##### 読解用抜粋 #####

江戸時代を中心に全国各地で活動していた画家を調査して都道府県別に紹介しています。ただいま近畿地方を探索中。

UAG美術家研究所

木挽町狩野家に学んだ都城の絵師・竹之下信成

竹之下信成「和田合戦の図」都城市立美術館寄託(城市立明道小学校蔵)

都城島津家の絵師たちは、ほとんど狩野派に学んでいるが、白谷卜斎にやや遅れて出た内藤等甫(不明-1664)、竹之下信成(1639-1682)、津曲朴栄(1654-1701)は木挽町狩野家に学んでいる。等甫は狩野尚信に師事し、のちに鹿児島宗藩・島津光久に仕えた。信成は晩年近くになってから江戸に行き、狩野常信の門人になった。これは、信成の先輩である内藤等甫が常信の父・尚信の門人であったことと関連があるかもしれない。この尚信から常信へと続く木挽町狩野家は、奥絵師四家のなかでもっとも繁栄した家であり、そのつながりが都城出身の絵師から深まったことは、注目すべきことである。

##### 提供資料 #####

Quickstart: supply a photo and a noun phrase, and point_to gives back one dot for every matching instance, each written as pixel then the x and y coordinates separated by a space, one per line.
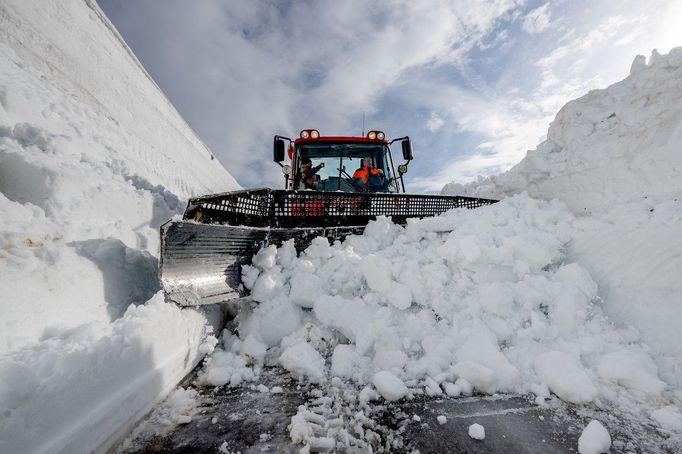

#####

設問一覧:
(1) 都城の絵師についての抜粋を読み、次の問いに答えてください。
(a) 竹之下信成の生没年は何年から何年までですか?
(b) 内藤等甫は誰に師事しましたか?
(c) 奥絵師四家のなかでもっとも繁栄したとされるのはどの家ですか?
(2) 都城の絵師についての抜粋を、最後の文の後から書き継いでもらえますか?

設問別解答:
(1)
(a) 1639年から1682年まで
(b) 狩野尚信
(c) 木挽町狩野家

(2)
信成の作品とされる「和田合戦の図」は、都城の藩校明道館に所蔵されていた屏風で、明治になり都城・小学明道校(現在の都城市立明道小学校)に伝わり、現在は都城市立美術館寄託となっている。六曲一双の屏風だが、左隻は所在不明である。鎌倉幕府の重臣だった和田義盛が、健保元年北条氏の横暴を怒り、兵を挙げ門に押し寄せているところを描いたもので、戦いの様子を華麗に破綻なくまとめている。山内多門が明道校に勤めていた時(1894年)に縮小して模写したものが都城市(個人蔵)に残っている。

竹之下信成(1639-1682)
寛永16年生まれ。通称は助之進。晩年に江戸に出て狩野常信に師事した。作品は都城市立明道小学校に「和田合戦の図」が残っている。また、都城市の諏訪神社に残る「紙本著色諏訪神社縁起」は天和2年、44歳の時の作である。正徳3年、73歳で死去した。

内藤等甫(不明-1664)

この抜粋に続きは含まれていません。